### INSTRUCTIONS TO FOLLOW
In the blog post about the "empty nest" stage, what did the writer's Dad do on the day the writer was sick but had to go to school?

### GIVEN PASSAGE
↓
Wednesday, 19 September 2012

Country road, take me home!!

Psychologists call it the “empty nest” stage and as painful as it is to confess, the empty nest stage has left its toll in my family as well. It is only natural for children to leave home for higher studies and to pursue a career and carve a niche for themselves and the parents are left alone in their homes reminiscing the times when their home were filled with regular chatter of children. Now their helplessness are magnified as they have no choice but to nurture fervent hopes that their children will soon come home and their heartache will soon be over, but for many unfortunate parents they have a higher price to pay as their children are never coming back home and that their “nest” will forever remain “empty”.

In a similar stance is my parents, they seem to be growing old fast. Staying away a thousand miles away from home doesn’t seem so hard now but it gets rough when I empathize my parent’s loneliness. Sometimes, I want to break free of everything and hide myself in the safe haven of my Maammy’s bosom or tuck myself safely in the protective arms of my Dad. “Its only a matter of time”, I say to myself but I know being a girl, I have other obligations as well. Life sure is too complicated now. Childhood memories beckons me to trace my steps back home but I guess I’ve walked too far away where there is no turning back or maybe it is just that my priorities are different now. It was so easy back then. Those days of sweet childhood when my Daddy used to keep me still in his lap so that he can trim my nails, that day when I was sick but had to go to school and Daddy came to school to give my daily dose of medicine, the day I feasted after school coz Maammy had a day off and she had kept dinner ready just to make up for all those days when I came home from school only to wait for her to return home from work with moist eyes!! I am sure many of my age mates are facing the same predicament. Every time I call home Maammy shares her dreams of having us kids settled in her vicinity, where she can see and meet every time she wants coz she knows that “distance” will be an issue as she gets old, and each time, it breaks my heart to realize that her dreams may remain futile, that somewhere down the line, either one of us have to compromise.

As much as parents of today are worried that their wards will never return home or that they will bear loneliness during their old age; the children are sandwiched between their responsibilities towards their parents and their own priorities of having a fulfilling career and pursuing their dreams. Each way it is not easy. Generation gap, consequences of globalization or personal call, whatever we say but its worth pondering where WE are heading to!! Its indeed a tough road ahead.
↑
### PROVIDED DATA
↓
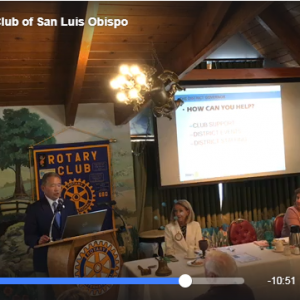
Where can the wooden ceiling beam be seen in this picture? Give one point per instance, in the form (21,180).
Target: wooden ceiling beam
(241,74)
(182,59)
(271,19)
(216,24)
(84,46)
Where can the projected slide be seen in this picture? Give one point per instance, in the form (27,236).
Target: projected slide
(229,131)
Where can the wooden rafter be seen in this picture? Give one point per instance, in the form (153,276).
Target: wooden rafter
(84,46)
(272,20)
(203,32)
(219,23)
(238,15)
(241,74)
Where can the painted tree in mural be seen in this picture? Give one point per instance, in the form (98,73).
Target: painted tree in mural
(19,129)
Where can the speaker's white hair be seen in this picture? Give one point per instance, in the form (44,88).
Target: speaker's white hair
(221,264)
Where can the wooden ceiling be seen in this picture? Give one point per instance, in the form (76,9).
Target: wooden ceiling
(47,65)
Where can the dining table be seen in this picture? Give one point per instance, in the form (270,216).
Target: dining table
(269,273)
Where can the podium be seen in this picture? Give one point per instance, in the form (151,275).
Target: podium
(89,255)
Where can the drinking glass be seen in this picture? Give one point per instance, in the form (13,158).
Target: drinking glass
(203,245)
(269,236)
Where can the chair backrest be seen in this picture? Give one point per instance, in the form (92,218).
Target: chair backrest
(241,231)
(278,224)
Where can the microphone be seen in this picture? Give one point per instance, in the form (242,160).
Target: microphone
(60,206)
(109,203)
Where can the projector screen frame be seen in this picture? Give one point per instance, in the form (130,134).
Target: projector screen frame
(210,83)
↑
### SOLUTION TO THIS EXERCISE
He came to the school to give the writer's daily dose of medicine.